■ **Task description**
Retype exactly the lines from the line with "Pick out each instance of the arched stained" to the end of the data, keeping both boundary lines.

■ **Exercise inputs**

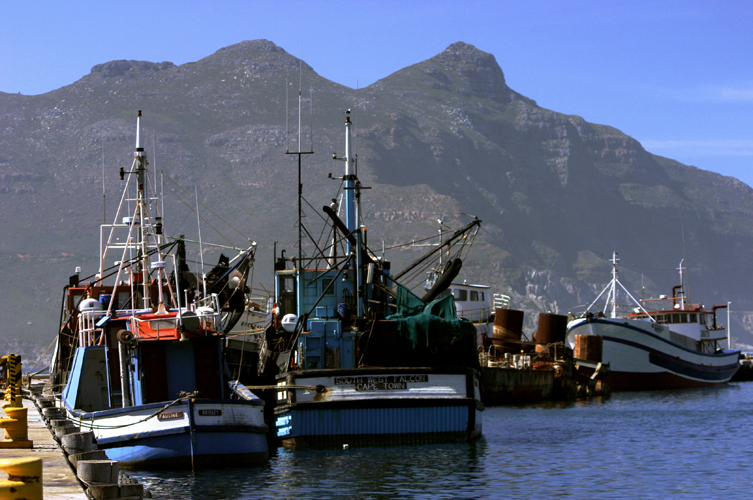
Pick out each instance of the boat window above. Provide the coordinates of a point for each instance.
(287, 283)
(310, 289)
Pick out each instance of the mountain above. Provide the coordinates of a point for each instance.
(436, 140)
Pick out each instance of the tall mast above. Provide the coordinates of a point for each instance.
(613, 291)
(682, 285)
(140, 157)
(299, 153)
(352, 216)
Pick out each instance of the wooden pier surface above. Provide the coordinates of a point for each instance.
(59, 480)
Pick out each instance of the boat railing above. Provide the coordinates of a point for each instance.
(208, 311)
(476, 315)
(501, 301)
(155, 328)
(88, 332)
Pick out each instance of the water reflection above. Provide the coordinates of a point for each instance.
(648, 445)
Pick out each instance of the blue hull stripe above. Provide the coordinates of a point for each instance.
(177, 447)
(683, 367)
(731, 354)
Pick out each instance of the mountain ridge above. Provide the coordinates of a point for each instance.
(437, 139)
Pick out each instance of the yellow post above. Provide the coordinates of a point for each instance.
(24, 479)
(16, 428)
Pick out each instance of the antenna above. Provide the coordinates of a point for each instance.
(201, 250)
(685, 258)
(104, 197)
(299, 153)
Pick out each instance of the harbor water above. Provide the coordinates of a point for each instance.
(669, 444)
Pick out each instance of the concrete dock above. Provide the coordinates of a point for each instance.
(59, 480)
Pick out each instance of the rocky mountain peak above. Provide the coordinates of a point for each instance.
(122, 67)
(262, 55)
(474, 69)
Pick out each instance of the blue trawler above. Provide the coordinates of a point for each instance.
(140, 355)
(359, 359)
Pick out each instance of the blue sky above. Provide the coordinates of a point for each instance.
(675, 75)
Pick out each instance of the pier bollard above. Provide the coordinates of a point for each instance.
(24, 479)
(53, 413)
(75, 458)
(64, 430)
(16, 428)
(46, 402)
(13, 394)
(98, 471)
(78, 442)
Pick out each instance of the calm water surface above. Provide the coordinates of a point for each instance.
(678, 444)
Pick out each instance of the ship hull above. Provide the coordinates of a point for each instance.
(378, 406)
(187, 434)
(640, 360)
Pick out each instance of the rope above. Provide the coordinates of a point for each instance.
(207, 208)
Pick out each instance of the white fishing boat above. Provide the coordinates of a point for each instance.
(140, 360)
(663, 343)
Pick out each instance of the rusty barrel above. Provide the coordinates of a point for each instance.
(508, 326)
(552, 329)
(588, 347)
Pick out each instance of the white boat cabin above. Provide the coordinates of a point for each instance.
(475, 303)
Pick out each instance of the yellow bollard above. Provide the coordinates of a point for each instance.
(24, 479)
(16, 428)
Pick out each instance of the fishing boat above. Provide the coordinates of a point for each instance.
(359, 358)
(140, 356)
(671, 344)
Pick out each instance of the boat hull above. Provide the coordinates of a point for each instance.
(378, 406)
(188, 434)
(639, 359)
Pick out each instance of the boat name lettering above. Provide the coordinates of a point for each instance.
(169, 415)
(381, 383)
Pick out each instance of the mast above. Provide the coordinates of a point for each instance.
(140, 157)
(613, 290)
(682, 285)
(352, 201)
(299, 153)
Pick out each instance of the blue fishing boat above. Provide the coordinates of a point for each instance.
(140, 356)
(359, 358)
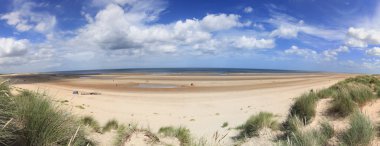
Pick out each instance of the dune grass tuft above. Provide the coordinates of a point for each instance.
(181, 133)
(43, 123)
(348, 97)
(110, 125)
(91, 122)
(314, 137)
(255, 123)
(304, 107)
(225, 124)
(361, 131)
(342, 105)
(325, 93)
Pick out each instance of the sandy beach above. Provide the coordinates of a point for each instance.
(201, 102)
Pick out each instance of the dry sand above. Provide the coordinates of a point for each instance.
(201, 102)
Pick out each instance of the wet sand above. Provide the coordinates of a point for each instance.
(201, 102)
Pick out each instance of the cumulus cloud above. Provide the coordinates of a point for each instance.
(331, 54)
(362, 37)
(306, 53)
(375, 51)
(248, 9)
(326, 55)
(24, 19)
(289, 27)
(116, 28)
(253, 43)
(10, 47)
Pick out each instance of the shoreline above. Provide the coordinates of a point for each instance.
(203, 108)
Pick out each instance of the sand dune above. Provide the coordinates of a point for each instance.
(201, 102)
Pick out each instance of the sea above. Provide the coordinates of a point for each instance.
(219, 71)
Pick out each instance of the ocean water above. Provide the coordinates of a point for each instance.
(219, 71)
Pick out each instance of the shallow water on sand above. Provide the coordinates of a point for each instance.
(147, 85)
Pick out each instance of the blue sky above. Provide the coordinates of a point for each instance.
(50, 35)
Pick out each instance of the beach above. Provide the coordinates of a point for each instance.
(199, 101)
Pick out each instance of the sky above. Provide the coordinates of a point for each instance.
(312, 35)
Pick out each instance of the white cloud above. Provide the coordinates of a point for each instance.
(10, 47)
(216, 22)
(289, 27)
(306, 53)
(326, 55)
(115, 28)
(375, 51)
(24, 19)
(332, 54)
(248, 9)
(362, 37)
(253, 43)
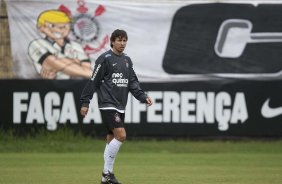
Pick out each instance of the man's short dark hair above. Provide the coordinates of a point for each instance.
(118, 34)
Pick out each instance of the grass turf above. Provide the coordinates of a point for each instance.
(68, 159)
(140, 168)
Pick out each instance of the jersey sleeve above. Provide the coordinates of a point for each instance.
(134, 85)
(94, 82)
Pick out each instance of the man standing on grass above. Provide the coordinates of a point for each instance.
(113, 78)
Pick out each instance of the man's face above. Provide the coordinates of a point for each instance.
(119, 44)
(55, 31)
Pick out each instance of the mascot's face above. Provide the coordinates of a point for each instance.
(55, 31)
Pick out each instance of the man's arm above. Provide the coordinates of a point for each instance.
(92, 85)
(135, 89)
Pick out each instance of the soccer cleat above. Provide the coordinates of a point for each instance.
(110, 178)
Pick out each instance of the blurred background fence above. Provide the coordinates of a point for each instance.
(200, 84)
(6, 63)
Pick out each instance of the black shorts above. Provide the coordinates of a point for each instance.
(112, 119)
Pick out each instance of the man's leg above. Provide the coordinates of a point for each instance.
(115, 139)
(114, 143)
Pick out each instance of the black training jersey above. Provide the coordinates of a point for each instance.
(113, 77)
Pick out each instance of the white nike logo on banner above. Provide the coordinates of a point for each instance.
(269, 112)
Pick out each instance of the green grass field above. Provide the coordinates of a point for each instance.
(67, 159)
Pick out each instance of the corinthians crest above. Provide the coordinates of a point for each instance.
(85, 27)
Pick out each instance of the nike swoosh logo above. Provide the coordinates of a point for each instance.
(270, 112)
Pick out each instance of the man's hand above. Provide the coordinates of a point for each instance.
(149, 101)
(83, 111)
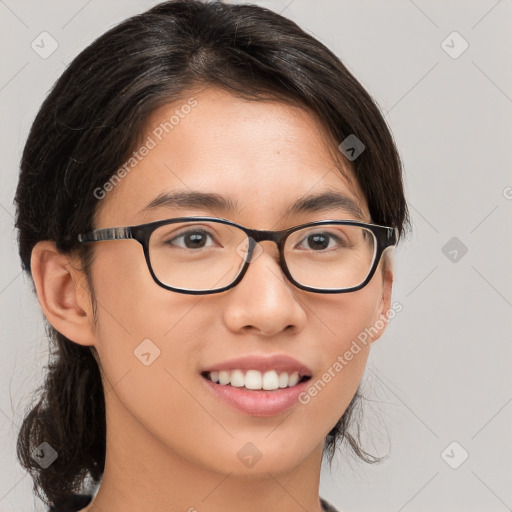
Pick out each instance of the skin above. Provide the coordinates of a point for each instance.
(171, 444)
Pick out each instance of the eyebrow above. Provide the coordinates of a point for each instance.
(320, 202)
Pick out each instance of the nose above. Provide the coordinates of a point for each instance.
(264, 301)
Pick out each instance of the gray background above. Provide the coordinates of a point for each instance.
(441, 372)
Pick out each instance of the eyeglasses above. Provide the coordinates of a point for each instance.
(203, 255)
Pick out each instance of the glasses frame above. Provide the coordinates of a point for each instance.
(385, 237)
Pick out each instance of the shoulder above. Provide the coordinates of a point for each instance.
(73, 504)
(327, 507)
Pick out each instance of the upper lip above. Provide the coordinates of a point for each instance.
(279, 362)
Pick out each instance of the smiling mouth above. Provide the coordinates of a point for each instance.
(254, 380)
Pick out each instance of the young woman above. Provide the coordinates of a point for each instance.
(207, 206)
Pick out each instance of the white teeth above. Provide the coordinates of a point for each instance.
(254, 379)
(283, 380)
(237, 378)
(270, 380)
(224, 377)
(293, 379)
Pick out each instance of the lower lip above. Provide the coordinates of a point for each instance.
(258, 402)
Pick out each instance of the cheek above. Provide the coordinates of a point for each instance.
(345, 345)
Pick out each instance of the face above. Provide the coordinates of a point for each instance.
(265, 156)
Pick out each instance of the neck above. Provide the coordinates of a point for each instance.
(142, 473)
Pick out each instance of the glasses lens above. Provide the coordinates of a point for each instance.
(197, 255)
(206, 255)
(330, 256)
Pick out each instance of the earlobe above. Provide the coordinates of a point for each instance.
(63, 297)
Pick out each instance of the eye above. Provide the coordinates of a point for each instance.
(320, 241)
(191, 239)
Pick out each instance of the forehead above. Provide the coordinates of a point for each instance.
(261, 156)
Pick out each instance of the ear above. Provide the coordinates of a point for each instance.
(384, 302)
(63, 292)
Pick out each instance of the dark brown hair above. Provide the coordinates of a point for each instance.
(93, 119)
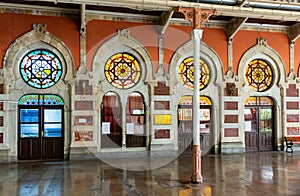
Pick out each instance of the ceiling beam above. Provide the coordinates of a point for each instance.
(164, 20)
(171, 5)
(242, 2)
(234, 26)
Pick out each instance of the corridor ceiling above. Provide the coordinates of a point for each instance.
(267, 14)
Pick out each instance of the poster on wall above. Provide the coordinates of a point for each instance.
(248, 125)
(139, 130)
(105, 127)
(129, 128)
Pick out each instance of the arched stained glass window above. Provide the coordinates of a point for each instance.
(259, 75)
(41, 68)
(39, 99)
(186, 73)
(122, 70)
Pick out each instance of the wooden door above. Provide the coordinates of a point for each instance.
(258, 129)
(185, 129)
(266, 129)
(40, 133)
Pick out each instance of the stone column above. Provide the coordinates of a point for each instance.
(196, 157)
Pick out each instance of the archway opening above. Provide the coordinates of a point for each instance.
(185, 124)
(259, 124)
(41, 127)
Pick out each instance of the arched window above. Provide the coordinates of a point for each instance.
(259, 75)
(186, 73)
(40, 99)
(122, 70)
(41, 68)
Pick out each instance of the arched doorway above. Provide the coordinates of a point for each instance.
(135, 121)
(259, 124)
(41, 127)
(185, 124)
(111, 116)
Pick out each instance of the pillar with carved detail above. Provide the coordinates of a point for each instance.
(196, 177)
(197, 17)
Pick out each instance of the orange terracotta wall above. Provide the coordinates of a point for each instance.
(99, 31)
(297, 56)
(244, 40)
(13, 26)
(215, 38)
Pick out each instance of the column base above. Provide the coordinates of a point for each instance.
(196, 158)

■ **Finished task**
Pick out each instance of the arched stained glass window above. Provide the coordinates of a point for each instance.
(259, 75)
(41, 68)
(39, 99)
(186, 73)
(122, 70)
Pick out each instance of the wooden door above. Provide the coordinates of a point for each instance.
(258, 129)
(185, 129)
(266, 129)
(40, 133)
Pick out each instance of the stone column above. Provide the coordinates of a point for each instance.
(196, 157)
Pick out each instance of the archway opening above. Provide the coordinates of a point for each instance.
(185, 124)
(259, 124)
(41, 127)
Pick out each instance of the arched window above. Provide the coordinates of a point for each instance.
(259, 75)
(186, 73)
(40, 99)
(122, 70)
(41, 68)
Pick out each instance of the arched doorway above. Provide the coordinates of a point for each instance.
(135, 121)
(259, 124)
(41, 127)
(185, 124)
(111, 116)
Pick out each instance of the pillar with carved detail above. Provide the coordinates of a point for each instance.
(196, 177)
(197, 17)
Pick out each instance of the orange terracotta wall above. Provide the coordinates of a point for each instance.
(99, 31)
(297, 56)
(244, 40)
(13, 26)
(215, 38)
Pick out each instance of the column base above. Provide the coordinates of a point for each instance.
(196, 158)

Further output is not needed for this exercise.